§ GIVEN TASK
In the network QoS overview below, what speed are servers typically connected at, which acts as a natural limit on how much traffic one server can send?

QoS functions in network devices define how packets should be queued in internal buffer structures, and scheduled for transmission on the wire. It is important to note that for the most part QoS rules do nothing. They only get used when a device or link is under strain, and lacks sufficient bandwidth for all the data that wants to use it. A good way to think about QoS configuration is telling routers "what traffic to drop" when it *has* to drop something. Viewed in this way it's clear that the better solution is to build and operate networks that don't drop any packets. The simpler (and usually cheaper) option to deal with congestion is to provision more bandwidth.

Configuring QoS still makes sense, however, to deal with exceptional circumstances that might arise from time to time. That could be due to irregular traffic flows (sudden changes in application behavior, fault scenarios that reduce capacity, or potentially even denial-of-service attacks). In such scenarios where packet loss cannot be avoided, it helps if the network can make intelligent decisions about what traffic is least important.

QoS in Wikimedia

Traditionally, WMF network devices have no specific QoS configuration applied. All traffic is considered "best effort", and during congestion all traffic flows are equally liable to suffer from drops. By and large this has worked well (TCP and other higher layer protocols help to balance flows). One element that has helped is the relatively low speed that servers are connected at (typically 1G), which acts as a natural limit to how much traffic a single (greedy/malfunctioning) server can send. As we are now connecting more servers at 10G and even 25G, there is increased potential for a handful of servers to generate traffic flows that swamp the core network.

As discussed, the best way to accommodate such flows is to make sure we have sufficient bandwidth throughout the network. But there is something of a chicken-and-egg element here. It doesn't make sense to deploy a lot of additional bandwidth in case applications come along that require it. Likewise it represents a risk to deploy a lot of high-bandwidth servers, with potential to generate a lot of traffic, knowing that there are bottlenecks and high contention in certain areas of the network.

To address this gap SRE is rolling our QoS configuration to our network devices. The goal is to allow us to connect servers at higher speeds, supporting continued growth and consolidation of compute and storage, while remaining confident that mission-critical services won't be starved of bandwidth.

§ STORED ROWS
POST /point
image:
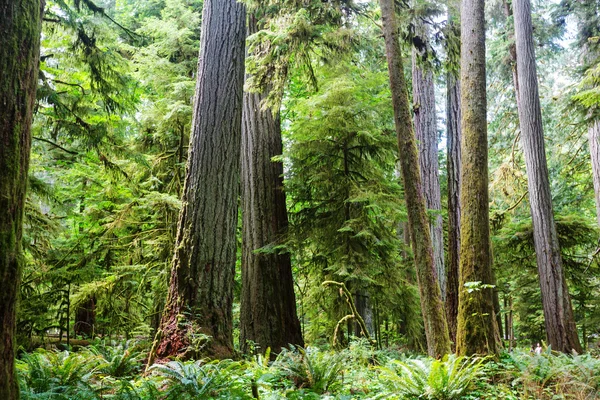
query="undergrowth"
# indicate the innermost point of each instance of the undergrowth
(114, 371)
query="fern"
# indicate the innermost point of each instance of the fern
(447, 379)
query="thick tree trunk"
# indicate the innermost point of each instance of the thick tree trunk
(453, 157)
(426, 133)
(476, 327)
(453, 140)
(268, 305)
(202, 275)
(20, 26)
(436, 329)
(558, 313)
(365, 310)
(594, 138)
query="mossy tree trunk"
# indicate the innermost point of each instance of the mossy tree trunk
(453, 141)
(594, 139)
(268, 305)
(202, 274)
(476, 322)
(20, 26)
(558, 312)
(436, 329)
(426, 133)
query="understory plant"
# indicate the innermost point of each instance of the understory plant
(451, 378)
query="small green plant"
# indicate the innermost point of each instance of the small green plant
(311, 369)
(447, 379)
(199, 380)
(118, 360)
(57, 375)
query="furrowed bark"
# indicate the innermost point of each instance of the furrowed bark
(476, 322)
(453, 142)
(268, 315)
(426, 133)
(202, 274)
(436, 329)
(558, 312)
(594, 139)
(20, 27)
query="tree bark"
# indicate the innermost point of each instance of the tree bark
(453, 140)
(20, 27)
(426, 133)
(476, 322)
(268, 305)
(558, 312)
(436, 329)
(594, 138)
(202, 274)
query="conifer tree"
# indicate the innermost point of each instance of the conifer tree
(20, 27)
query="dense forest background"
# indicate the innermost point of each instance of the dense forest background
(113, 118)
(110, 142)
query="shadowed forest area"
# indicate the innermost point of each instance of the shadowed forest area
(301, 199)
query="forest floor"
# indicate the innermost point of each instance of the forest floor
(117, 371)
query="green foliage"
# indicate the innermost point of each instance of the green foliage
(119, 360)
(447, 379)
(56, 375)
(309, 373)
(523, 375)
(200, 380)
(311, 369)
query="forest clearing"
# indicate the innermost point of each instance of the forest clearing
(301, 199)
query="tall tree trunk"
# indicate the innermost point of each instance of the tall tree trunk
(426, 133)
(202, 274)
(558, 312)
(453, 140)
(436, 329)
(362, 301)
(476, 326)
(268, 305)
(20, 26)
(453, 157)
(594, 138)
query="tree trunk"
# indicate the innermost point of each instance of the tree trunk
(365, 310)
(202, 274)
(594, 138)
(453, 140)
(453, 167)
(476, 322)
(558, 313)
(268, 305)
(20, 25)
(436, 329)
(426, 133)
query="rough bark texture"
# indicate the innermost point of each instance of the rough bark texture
---
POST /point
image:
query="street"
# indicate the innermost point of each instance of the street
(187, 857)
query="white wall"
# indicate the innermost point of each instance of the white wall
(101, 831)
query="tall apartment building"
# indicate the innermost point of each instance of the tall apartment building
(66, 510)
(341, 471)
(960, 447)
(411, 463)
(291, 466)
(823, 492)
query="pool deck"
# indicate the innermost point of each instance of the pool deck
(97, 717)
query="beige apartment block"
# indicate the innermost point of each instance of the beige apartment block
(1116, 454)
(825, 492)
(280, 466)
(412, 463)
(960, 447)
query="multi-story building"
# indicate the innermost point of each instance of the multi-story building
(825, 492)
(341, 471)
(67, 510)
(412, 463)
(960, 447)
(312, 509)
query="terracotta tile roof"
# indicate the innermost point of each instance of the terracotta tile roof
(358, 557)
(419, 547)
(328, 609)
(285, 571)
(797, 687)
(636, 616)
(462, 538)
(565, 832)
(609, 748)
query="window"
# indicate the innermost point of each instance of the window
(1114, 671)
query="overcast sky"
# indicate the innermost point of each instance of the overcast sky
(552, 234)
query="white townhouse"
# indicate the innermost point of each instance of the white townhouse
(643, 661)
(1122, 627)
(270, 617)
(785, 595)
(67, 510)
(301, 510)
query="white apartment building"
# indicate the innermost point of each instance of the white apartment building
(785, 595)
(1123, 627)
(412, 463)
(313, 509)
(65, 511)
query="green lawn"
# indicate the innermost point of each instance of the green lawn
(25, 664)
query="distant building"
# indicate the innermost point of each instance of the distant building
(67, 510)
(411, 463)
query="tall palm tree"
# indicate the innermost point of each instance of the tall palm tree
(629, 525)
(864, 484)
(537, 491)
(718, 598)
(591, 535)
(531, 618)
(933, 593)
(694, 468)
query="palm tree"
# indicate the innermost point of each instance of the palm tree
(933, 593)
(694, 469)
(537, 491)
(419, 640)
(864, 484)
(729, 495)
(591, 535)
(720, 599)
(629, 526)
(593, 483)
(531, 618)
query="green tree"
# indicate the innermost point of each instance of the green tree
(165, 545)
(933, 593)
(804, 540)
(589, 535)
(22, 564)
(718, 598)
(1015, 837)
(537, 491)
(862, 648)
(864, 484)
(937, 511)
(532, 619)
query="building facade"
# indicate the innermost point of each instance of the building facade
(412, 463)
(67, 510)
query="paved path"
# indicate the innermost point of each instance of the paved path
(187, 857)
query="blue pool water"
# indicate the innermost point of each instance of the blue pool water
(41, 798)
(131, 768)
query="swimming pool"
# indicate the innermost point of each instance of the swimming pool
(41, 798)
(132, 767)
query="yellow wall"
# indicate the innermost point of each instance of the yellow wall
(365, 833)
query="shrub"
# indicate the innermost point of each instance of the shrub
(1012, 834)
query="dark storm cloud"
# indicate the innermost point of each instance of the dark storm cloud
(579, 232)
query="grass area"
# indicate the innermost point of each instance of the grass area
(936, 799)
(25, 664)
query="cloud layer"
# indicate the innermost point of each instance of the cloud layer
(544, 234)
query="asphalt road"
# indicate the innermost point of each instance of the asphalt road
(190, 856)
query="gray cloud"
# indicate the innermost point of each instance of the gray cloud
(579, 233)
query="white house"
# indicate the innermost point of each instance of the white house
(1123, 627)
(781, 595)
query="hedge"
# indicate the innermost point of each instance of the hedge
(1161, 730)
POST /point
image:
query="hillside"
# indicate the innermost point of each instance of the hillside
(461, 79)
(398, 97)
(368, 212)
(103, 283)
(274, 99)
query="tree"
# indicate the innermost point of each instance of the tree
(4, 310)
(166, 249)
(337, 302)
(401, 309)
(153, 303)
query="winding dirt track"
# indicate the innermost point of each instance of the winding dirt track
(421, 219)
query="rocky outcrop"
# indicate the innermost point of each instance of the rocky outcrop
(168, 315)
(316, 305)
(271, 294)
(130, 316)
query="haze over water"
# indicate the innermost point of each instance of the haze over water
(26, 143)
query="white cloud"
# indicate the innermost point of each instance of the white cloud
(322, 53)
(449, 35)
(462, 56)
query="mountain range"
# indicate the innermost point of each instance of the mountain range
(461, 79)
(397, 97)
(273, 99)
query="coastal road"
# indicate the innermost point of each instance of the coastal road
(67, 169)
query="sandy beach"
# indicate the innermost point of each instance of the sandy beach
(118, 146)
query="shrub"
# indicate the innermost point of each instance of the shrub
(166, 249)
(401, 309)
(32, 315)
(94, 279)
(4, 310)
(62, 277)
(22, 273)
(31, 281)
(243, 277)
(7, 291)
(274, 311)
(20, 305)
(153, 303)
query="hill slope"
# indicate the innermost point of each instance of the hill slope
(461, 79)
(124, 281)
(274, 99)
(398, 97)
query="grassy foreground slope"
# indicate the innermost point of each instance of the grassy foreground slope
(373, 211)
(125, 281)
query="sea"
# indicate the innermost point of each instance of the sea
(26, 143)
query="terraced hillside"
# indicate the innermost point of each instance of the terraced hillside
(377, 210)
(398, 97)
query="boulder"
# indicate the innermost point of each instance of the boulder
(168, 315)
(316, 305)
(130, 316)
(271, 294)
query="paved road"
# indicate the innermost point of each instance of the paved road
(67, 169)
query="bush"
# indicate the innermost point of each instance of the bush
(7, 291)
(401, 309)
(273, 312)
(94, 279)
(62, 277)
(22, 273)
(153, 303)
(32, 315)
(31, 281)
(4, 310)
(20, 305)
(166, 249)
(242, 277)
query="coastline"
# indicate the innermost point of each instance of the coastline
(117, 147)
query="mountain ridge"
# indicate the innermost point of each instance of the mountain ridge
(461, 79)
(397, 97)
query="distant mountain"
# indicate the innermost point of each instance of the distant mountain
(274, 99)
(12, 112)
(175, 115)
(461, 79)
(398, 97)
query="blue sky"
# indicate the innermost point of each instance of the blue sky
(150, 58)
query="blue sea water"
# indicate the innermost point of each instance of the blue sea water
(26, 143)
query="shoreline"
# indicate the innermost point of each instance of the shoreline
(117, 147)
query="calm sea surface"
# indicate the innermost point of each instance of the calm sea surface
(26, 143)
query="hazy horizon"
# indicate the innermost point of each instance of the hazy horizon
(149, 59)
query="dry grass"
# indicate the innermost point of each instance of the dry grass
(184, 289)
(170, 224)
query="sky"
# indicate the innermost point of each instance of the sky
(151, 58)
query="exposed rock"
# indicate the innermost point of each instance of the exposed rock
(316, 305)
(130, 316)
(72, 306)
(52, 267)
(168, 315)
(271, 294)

§ CORRECT RESULT
1G